SELECT trx_id, trx_mysql_thread_id, trx_state, Unix_timestamp() - ( To_seconds(trx_started) - To_seconds('1970-01-01 00:00:00') ) AS trx_age_seconds, trx_weight, trx_query, trx_tables_in_use, trx_tables_locked, trx_lock_structs, trx_rows_locked, trx_rows_modified, trx_isolation_level, trx_unique_checks, trx_is_read_only FROM information_schema.innodb_trx ORDER BY trx_started ASC;
スレッドの状態を理解する
実行中の高い CPU 使用率に寄与するトランザクションは、次のセクションで説明するように、さまざまな状態のスレッドを有している可能性があります。 この情報を使用して、クエリのライフサイクルとさまざまなスレッドの状態について理解を深めてください。
アクセス許可の確認とテーブルを開く
通常、この状態は、開いているテーブル操作に長時間を要していることを意味します。 通常は、テーブル キャッシュ サイズを増やして問題を改善できます。 ただし、テーブルの開きが遅い場合は、同じデータベースの下にテーブルが多すぎるなど、他の問題を示している場合もあります。
データの送信
この状態は、スレッドがネットワーク経由でデータを送信していることを意味しますが、クエリがディスクまたはメモリからデータを読み取っていることを示している場合もあります。 この状態は、シーケンシャル テーブル スキャンによって発生する可能性があります。 ディスクからメモリに大量のページが提供されているかどうかを判断するには、innodb_buffer_pool_reads と innodb_buffer_pool_read_requests の値を確認する必要があります。 詳しくは、「Azure Database for MySQL - フレキシブル サーバーでのメモリ不足に関する問題のトラブルシューティング」をご覧ください。

ポイント指定とラベル付けの項目
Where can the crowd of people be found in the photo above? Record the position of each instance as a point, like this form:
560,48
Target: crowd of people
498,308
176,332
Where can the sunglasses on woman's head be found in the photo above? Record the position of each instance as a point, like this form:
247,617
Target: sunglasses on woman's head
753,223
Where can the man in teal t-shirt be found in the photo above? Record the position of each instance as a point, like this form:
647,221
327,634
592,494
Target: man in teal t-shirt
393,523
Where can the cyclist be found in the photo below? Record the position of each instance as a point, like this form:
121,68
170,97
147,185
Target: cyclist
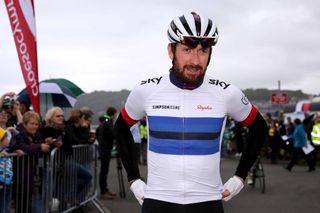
186,112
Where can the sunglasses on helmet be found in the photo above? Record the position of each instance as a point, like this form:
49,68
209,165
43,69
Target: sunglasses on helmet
194,41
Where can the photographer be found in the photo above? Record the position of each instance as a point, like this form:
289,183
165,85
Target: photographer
8,102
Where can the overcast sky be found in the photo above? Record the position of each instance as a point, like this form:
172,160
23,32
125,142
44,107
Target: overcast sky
112,45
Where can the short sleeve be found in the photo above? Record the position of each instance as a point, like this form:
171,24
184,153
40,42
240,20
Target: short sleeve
239,107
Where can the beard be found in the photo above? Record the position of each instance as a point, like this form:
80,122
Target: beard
189,80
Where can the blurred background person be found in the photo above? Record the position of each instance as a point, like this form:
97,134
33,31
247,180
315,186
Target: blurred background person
106,142
299,141
28,140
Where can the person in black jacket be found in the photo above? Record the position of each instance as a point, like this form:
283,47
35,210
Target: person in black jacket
106,138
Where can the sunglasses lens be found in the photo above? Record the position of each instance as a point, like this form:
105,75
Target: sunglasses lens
190,41
194,41
207,42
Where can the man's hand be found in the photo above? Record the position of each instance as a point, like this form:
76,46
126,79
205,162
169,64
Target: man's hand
232,187
138,188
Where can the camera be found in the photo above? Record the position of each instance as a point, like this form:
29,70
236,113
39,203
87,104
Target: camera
8,102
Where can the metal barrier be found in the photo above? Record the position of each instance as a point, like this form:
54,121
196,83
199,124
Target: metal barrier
51,183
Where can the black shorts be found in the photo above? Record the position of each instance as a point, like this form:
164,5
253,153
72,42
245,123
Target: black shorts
157,206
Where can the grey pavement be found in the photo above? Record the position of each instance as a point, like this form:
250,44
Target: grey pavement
286,192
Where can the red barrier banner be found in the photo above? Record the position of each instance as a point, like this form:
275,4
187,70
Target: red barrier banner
22,20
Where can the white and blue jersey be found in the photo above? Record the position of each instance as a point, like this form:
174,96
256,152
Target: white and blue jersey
185,131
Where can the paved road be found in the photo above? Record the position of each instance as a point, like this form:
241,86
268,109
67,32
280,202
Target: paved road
287,192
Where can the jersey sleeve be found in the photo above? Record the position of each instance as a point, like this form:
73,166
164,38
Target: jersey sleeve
239,107
133,109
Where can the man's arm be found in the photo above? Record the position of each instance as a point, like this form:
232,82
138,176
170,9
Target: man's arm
125,145
252,147
251,150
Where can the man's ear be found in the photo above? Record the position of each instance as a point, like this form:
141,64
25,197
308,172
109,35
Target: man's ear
170,51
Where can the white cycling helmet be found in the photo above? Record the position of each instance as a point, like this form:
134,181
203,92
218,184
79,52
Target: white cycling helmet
192,25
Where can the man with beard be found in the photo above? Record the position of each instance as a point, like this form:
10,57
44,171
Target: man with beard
186,112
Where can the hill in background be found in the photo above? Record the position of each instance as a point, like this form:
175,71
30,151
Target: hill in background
99,101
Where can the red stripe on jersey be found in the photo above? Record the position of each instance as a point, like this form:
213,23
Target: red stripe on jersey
252,115
126,117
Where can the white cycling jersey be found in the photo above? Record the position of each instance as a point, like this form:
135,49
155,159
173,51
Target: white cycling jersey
185,131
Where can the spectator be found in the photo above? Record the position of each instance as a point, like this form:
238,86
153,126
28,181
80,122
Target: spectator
28,140
106,142
299,141
6,172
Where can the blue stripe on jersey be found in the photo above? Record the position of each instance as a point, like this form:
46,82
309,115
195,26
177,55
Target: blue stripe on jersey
184,136
184,147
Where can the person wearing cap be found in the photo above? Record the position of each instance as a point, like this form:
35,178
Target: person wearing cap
186,111
6,172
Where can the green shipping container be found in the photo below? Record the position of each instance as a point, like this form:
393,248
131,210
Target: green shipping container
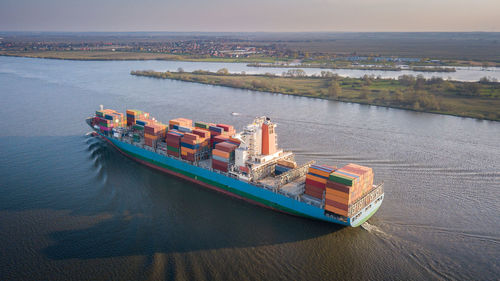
174,149
201,125
341,179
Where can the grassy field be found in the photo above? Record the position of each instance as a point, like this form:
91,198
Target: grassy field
120,55
469,99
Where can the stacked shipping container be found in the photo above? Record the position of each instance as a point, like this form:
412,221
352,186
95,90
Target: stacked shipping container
173,140
316,180
222,155
345,186
193,145
154,132
107,119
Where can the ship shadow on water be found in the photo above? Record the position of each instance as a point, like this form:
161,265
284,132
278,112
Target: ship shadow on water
152,212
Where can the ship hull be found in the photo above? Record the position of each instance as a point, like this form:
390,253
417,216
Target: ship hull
231,186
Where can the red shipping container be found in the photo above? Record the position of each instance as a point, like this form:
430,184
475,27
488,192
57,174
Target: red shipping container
176,154
338,186
219,163
315,183
225,146
336,204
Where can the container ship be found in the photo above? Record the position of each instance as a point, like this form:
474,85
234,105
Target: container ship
248,165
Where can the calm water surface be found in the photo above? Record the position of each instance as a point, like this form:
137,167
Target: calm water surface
73,208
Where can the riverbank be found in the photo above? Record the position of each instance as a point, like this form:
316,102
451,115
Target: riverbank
121,55
255,60
357,67
466,99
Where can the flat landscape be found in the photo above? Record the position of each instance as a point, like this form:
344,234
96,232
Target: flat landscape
468,99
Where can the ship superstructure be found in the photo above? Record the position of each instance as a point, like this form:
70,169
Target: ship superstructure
248,165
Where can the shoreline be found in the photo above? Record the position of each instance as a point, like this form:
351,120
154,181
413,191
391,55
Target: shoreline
435,104
251,61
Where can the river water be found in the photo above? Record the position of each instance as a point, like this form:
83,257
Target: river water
73,208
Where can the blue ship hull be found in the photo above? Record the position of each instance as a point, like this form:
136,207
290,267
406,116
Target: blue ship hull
237,188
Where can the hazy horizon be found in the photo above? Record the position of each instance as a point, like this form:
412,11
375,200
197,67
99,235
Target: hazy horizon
255,16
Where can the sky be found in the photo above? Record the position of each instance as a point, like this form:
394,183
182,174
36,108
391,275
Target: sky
250,16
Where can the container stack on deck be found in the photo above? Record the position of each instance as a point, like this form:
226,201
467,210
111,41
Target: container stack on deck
222,155
153,133
283,166
193,144
345,186
133,115
107,119
181,124
174,143
316,179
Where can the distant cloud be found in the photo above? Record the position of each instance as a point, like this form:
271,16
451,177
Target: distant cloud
258,15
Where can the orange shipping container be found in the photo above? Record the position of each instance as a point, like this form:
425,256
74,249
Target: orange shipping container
345,201
337,193
336,210
319,172
314,178
221,153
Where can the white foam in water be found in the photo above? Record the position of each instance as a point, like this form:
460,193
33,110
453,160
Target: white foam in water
374,229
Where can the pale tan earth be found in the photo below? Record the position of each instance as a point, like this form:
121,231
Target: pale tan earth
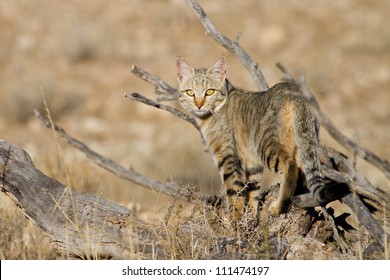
77,56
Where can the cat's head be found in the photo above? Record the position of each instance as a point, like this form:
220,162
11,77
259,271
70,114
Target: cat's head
202,91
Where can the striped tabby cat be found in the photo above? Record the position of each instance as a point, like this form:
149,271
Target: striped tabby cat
246,131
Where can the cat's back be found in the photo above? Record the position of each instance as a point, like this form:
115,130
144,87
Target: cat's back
279,99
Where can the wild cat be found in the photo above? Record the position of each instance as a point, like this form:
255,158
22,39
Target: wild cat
246,131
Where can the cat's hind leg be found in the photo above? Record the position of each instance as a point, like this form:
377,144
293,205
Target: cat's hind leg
290,175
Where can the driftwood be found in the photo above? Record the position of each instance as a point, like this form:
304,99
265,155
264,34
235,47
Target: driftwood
69,219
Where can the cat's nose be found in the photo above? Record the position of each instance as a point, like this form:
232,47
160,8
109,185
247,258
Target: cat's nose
199,102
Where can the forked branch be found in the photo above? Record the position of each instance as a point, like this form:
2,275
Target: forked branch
231,45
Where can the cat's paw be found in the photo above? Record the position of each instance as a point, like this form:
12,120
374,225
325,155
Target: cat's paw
276,208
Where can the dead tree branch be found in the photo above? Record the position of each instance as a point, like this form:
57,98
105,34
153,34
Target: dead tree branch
231,45
79,225
161,88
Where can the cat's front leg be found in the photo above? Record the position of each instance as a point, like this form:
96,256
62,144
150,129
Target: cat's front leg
234,182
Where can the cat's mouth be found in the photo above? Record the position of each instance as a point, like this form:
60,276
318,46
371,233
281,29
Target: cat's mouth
201,114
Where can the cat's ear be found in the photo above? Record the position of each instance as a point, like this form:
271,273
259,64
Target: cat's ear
218,69
184,70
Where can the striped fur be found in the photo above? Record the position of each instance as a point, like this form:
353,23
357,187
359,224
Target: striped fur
247,131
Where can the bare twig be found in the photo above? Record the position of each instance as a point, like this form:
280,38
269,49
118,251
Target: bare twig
230,45
169,188
165,91
335,230
139,98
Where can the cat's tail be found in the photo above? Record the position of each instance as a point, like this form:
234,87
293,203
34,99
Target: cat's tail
306,131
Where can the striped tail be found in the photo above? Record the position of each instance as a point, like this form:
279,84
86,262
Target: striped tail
306,131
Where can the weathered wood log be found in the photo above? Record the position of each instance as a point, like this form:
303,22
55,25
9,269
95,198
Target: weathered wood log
79,225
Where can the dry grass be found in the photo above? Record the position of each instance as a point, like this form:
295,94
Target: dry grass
79,54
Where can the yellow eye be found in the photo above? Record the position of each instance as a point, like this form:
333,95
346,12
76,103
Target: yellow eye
210,92
190,92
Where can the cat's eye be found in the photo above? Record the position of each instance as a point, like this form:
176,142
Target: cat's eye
190,92
210,92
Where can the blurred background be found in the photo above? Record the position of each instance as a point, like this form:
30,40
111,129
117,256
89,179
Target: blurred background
77,55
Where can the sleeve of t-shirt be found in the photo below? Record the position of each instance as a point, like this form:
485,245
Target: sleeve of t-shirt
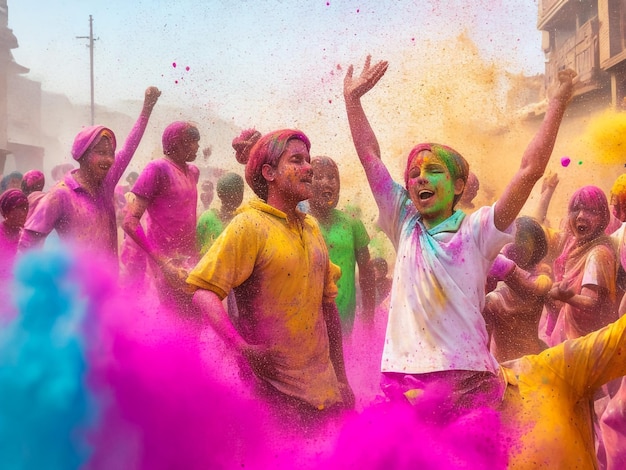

演習の要件 —
[a] 抜粋では、innodb_buffer_pool_reads と innodb_buffer_pool_read_requests の値を確認するよう述べています。その目的を1〜3文で説明してください。
[b] 抜粋の「アクセス許可の確認とテーブルを開く」から「- フレキシブル サーバーでのメモリ不足に関する問題のトラブルシューティング」をご覧ください。」まで（両端を含む）の部分を、「テーブル キャッシュ サイズ」を「テーブル キャッシュの容量」に置き換えて更新し、書き出してください。
抜粋だけを使って答えてください。

解答済みの問題 —
[a] ディスクからメモリに大量のページが提供されているかどうかを判断するためです。

[b]
アクセス許可の確認とテーブルを開く
通常、この状態は、開いているテーブル操作に長時間を要していることを意味します。 通常は、テーブル キャッシュの容量を増やして問題を改善できます。 ただし、テーブルの開きが遅い場合は、同じデータベースの下にテーブルが多すぎるなど、他の問題を示している場合もあります。
データの送信
この状態は、スレッドがネットワーク経由でデータを送信していることを意味しますが、クエリがディスクまたはメモリからデータを読み取っていることを示している場合もあります。 この状態は、シーケンシャル テーブル スキャンによって発生する可能性があります。 ディスクからメモリに大量のページが提供されているかどうかを判断するには、innodb_buffer_pool_reads と innodb_buffer_pool_read_requests の値を確認する必要があります。 詳しくは、「Azure Database for MySQL - フレキシブル サーバーでのメモリ不足に関する問題のトラブルシューティング」をご覧ください。